— begin TASK INPUT —
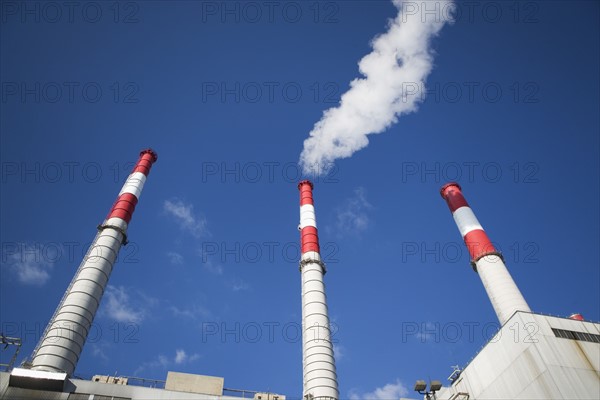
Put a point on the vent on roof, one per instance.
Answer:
(583, 336)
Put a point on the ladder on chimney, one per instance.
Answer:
(51, 322)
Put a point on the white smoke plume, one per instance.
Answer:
(393, 85)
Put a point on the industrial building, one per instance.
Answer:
(551, 358)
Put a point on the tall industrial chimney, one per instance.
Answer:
(499, 285)
(59, 348)
(318, 362)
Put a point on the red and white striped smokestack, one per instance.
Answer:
(318, 362)
(59, 348)
(487, 262)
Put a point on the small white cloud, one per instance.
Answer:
(212, 267)
(352, 217)
(117, 305)
(163, 362)
(238, 285)
(195, 312)
(184, 214)
(175, 258)
(29, 262)
(390, 391)
(428, 332)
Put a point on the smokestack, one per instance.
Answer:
(499, 285)
(59, 348)
(318, 362)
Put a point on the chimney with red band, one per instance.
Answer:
(318, 362)
(62, 342)
(499, 285)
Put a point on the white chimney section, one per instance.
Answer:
(59, 348)
(318, 362)
(499, 285)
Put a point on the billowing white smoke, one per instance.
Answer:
(395, 73)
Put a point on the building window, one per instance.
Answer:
(583, 336)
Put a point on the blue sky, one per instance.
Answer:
(226, 93)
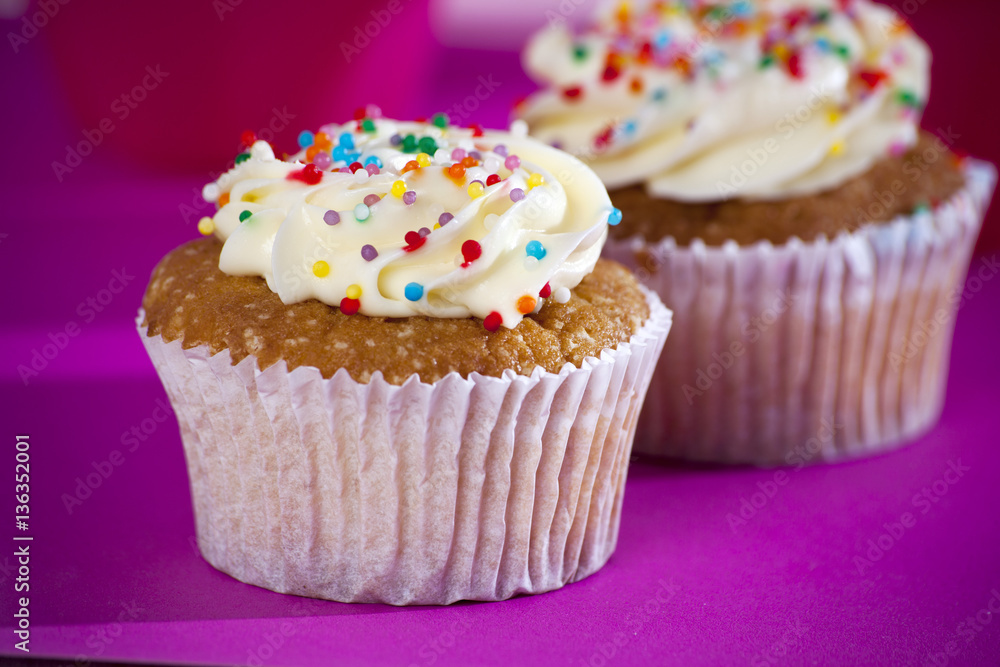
— end TASK INPUT —
**REQUIRED WORK**
Quote all of the entries above word for word, without the pictures.

**EXERCISE OUTPUT**
Put a point on the vent on roof, one per instance.
Answer:
(583, 336)
Put a point on the ladder on chimney, one per instance.
Answer:
(51, 322)
Put a point on the white smoke plume, one per instance.
Answer:
(393, 85)
Put a point on the industrial building, one per instance.
Answer:
(551, 358)
Put a point on the tall industrial chimney, one per instance.
Answer:
(499, 285)
(59, 348)
(318, 362)
Put a point on the red and white striped smokestack, one per instance.
Answer:
(318, 362)
(59, 348)
(487, 262)
Put a point on the small white cloud, one per instance.
Answer:
(212, 267)
(352, 217)
(117, 305)
(163, 362)
(238, 285)
(195, 312)
(184, 214)
(175, 258)
(29, 262)
(390, 391)
(428, 332)
Put a point on the smokestack, one per instance.
Answer:
(499, 285)
(59, 348)
(318, 362)
Put a point on the chimney with red band, one per instance.
Answer:
(318, 362)
(62, 342)
(499, 285)
Put a point on the white chimney section, one per instance.
Answer:
(59, 348)
(318, 362)
(499, 285)
Put a point on the billowing white smoke, one per instance.
Answer:
(395, 73)
Put a point on the building window, one per instance.
Answer:
(583, 336)
Put a point on the blue sky, one per instance.
Answer:
(226, 93)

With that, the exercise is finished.